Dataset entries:
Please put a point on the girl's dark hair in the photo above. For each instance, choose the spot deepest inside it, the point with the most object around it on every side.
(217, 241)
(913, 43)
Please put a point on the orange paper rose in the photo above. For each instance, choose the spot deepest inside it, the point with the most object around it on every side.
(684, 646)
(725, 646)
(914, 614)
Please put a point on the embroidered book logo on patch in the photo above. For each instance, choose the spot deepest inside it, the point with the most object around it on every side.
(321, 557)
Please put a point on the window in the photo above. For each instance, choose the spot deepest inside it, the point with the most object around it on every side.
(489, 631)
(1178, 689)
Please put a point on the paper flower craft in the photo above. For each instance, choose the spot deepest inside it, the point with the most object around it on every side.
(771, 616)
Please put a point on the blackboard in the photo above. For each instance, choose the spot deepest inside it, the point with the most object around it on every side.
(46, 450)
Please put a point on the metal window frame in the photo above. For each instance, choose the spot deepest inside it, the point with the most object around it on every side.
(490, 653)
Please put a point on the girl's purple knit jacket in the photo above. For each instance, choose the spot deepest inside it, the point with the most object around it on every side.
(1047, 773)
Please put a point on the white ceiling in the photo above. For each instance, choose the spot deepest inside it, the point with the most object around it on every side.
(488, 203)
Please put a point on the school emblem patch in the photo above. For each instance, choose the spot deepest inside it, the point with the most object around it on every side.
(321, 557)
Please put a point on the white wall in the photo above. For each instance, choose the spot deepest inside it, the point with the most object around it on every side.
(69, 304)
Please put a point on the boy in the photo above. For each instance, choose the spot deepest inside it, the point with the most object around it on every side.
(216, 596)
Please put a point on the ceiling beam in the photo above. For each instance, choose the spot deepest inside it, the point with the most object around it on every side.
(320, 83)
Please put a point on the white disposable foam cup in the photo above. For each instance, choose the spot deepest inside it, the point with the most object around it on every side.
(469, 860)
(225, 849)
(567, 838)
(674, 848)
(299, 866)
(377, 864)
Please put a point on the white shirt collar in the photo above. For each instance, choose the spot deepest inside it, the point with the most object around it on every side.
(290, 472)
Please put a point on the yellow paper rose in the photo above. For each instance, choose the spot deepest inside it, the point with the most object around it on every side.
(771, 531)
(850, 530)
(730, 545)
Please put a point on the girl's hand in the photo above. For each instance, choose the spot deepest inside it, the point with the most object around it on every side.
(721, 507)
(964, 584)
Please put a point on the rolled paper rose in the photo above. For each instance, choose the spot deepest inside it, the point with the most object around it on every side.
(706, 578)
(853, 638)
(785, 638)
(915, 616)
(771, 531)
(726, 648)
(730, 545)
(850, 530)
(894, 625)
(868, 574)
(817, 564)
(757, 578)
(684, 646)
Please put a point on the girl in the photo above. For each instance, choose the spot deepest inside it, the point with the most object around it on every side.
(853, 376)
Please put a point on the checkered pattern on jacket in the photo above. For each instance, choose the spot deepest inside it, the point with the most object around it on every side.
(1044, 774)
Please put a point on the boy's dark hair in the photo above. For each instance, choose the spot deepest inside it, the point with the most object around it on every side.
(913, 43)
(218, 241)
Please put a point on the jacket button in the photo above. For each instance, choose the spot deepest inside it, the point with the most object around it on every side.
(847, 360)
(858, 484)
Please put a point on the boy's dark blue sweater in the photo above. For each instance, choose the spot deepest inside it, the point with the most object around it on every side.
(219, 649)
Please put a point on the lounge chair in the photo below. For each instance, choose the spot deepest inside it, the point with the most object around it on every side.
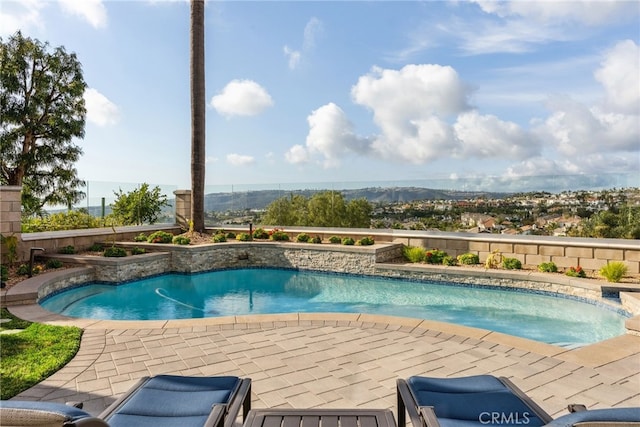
(171, 400)
(485, 400)
(45, 414)
(160, 401)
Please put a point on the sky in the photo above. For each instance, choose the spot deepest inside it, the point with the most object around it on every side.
(352, 91)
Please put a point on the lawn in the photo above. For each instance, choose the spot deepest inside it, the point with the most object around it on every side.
(31, 355)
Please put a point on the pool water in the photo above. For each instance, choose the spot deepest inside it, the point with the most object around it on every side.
(546, 318)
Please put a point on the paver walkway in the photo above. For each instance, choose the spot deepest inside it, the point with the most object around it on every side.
(315, 360)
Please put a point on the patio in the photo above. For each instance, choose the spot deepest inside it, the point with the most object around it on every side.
(333, 360)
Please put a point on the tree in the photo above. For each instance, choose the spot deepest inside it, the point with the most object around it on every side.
(140, 206)
(198, 105)
(42, 110)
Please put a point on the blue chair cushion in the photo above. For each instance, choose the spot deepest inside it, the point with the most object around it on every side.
(168, 400)
(69, 413)
(622, 415)
(472, 402)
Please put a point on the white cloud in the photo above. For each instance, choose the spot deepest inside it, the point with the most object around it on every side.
(590, 12)
(297, 155)
(100, 110)
(23, 15)
(619, 74)
(239, 160)
(293, 55)
(242, 98)
(312, 31)
(486, 136)
(331, 135)
(93, 11)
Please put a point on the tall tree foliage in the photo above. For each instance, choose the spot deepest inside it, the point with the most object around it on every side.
(42, 110)
(198, 104)
(140, 206)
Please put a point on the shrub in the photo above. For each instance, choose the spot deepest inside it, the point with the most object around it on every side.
(511, 263)
(303, 238)
(493, 260)
(279, 236)
(140, 238)
(180, 240)
(67, 250)
(23, 270)
(414, 253)
(469, 259)
(260, 233)
(53, 263)
(548, 267)
(4, 273)
(366, 241)
(114, 252)
(434, 256)
(576, 272)
(96, 247)
(243, 237)
(160, 237)
(449, 260)
(138, 251)
(614, 271)
(220, 238)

* _Task directions_:
Transcribe all of the dataset entries above word for word, without the pictures.

* _Task output_:
Please put a point on the girl's dark hair in the photo above. For each instance, choose the spot deepest inside it, the point with the most object around it on every side.
(217, 241)
(913, 43)
Please put a point on the orange paper rose in the photo above. For each instance, choose the spot deepest inside it, the point with the most object around it on every side.
(684, 646)
(725, 646)
(914, 614)
Please put a point on the embroidered book logo on patch in the photo above. For each instance, choose the spot deepest inside it, the point with the most object around it on every side.
(321, 557)
Please put a point on the window in the photo above. For each instance, choose the spot deepest inside it, the point with the most object around it on every side.
(489, 631)
(1178, 689)
Please put a point on the paper flower craft in the photo above. For each instance, choose the spot deepest inside it, the point with the most object around it on every side.
(771, 616)
Please put a point on the blackboard in the photo above. For each instance, choose the spot deepest inside it, the point with the most object around it on every side.
(46, 450)
Please put a point on the metal window frame in the photo above. For each instance, choose the spot deepest inside it, the point with the most object around it on every side.
(490, 653)
Please put a point on the girl's purple knit jacket in the photo above. For each instance, choose the spot deepest inside it, the point with the most object around it on every side.
(1047, 773)
Please put a point on the white ceiling in the photo above. For each instance, choose the spot deepest inside it, the point with the most object around it on every side.
(488, 203)
Please put a point on the school emblem patch in the photo above. For each instance, choose the spot deepest inside it, the point with the most object around it on every side.
(321, 557)
Please put a point on the white wall in the photo above. For each instance, choose the spot deepest inside it, the point with the most object around it on every side.
(69, 304)
Please put a point on the boy in the photo above. For each instance, choose the spot deepest inside it, the point with the most object around it on every side.
(216, 596)
Please put a point on the ceiling beam in the photo above. For each instance, choose the spot deepest inside it, the point with the most object around it on every side.
(320, 83)
Please put a point on the white disposable foam cup in the photo above. For each instance, choose the spot deepest inside it, the point with the most object around it on every side.
(469, 860)
(225, 849)
(567, 838)
(674, 848)
(299, 866)
(377, 864)
Please put a point on the white shirt collar in the photo above. For each instance, choose the spot deepest inside it, the point with the most object around it on every side.
(290, 472)
Please put a point on the yellow paper rose in the photo above. For each instance, choose the spot deepest inside it, the point with the most object around it on every side.
(771, 531)
(850, 530)
(730, 545)
Please put a point on the girl's hand in the photo above. For each instance, choose the spot deepest inside it, the point with the most object around it on every side.
(721, 507)
(964, 584)
Please put a point on the rolled paper rose in the photo above. For each instance, choose the spot deepest inside it, the point with the most object around it on every side.
(706, 578)
(853, 638)
(785, 638)
(915, 616)
(771, 531)
(726, 648)
(730, 545)
(850, 530)
(894, 625)
(868, 574)
(817, 564)
(757, 578)
(684, 646)
Please put a point on the girl in the photo above. For each instance, choose the spot deepest inside it, the point with the most object around it on every side.
(853, 376)
Please put a point on the checkered pattern on jacket in the photo above. For each instance, choose the spot deepest inside it, the point with the most object around it on every side.
(1044, 774)
Please put a point on the boy's dark hair in the photo above. For each instance, choose the spot deepest inside it, the point with the most object around it on every side.
(913, 43)
(218, 241)
Please put a point on the jacket button in the photo above. For each instance, choose the spot deepest inside it, the point with the most object around it on every side.
(847, 360)
(858, 484)
Please put a point on the boy's dark blue sweater in the photo above. For each instance, choose the spot deepest inside it, the point with the most object around it on every side.
(219, 649)
Please put a point on the lounge chair in the photo below. For each instance, choose the spot deepest inside it, the point with the most object around it on every side.
(171, 400)
(485, 400)
(45, 414)
(160, 401)
Please put a point on the sky in the photo above. For each instance, choose the spot deepest inside it, the point with the most object around it on every side.
(352, 91)
Please put a point on the lawn in the photo above. For each instance, choose the spot deepest inside it, the point with the most object around it on every side.
(31, 355)
Please put a point on the pool water in the photo above. For each instance, choose the spot deepest inside it, the point with the most object around it on every side.
(546, 318)
Please put a point on the paver walkway in the photo above. For each instance, choose the spot deepest inside it, the point with the most object around it on every side.
(315, 360)
Please put a point on the patio in the photo above. For each instance, choose the spot deepest inside it, the point with the most object around it on every side.
(333, 360)
Please put a point on the tree in the photo above. For each instance, choose the spot deepest inside it, the point with the most object around it on every side.
(140, 206)
(198, 105)
(42, 110)
Please put a point on the blue chair cushion in the photo above. For each instance, choose the spot deepest inside it, the point with the most object around it on every side.
(168, 400)
(69, 413)
(622, 415)
(472, 402)
Please put a point on the white cloud in the photo above. For each instance, choose the spot deepest inside it, the point with the most object around it on every side.
(590, 12)
(297, 155)
(100, 110)
(23, 15)
(619, 74)
(239, 160)
(293, 55)
(242, 98)
(312, 31)
(486, 136)
(331, 135)
(93, 11)
Please put a point on the tall tree foliage in the photo above. For each instance, choose the spot deepest inside it, the point with the most object around it on every side.
(42, 110)
(198, 104)
(140, 206)
Please put a point on the shrub in the photo above. For each instance, choose the spot deepest inside it, the point with the most object around it on every side.
(511, 263)
(303, 238)
(493, 260)
(279, 236)
(140, 238)
(180, 240)
(67, 250)
(23, 270)
(414, 253)
(469, 259)
(260, 233)
(53, 263)
(548, 267)
(4, 273)
(366, 241)
(114, 252)
(434, 256)
(576, 272)
(96, 247)
(243, 237)
(160, 237)
(449, 260)
(138, 251)
(614, 271)
(220, 238)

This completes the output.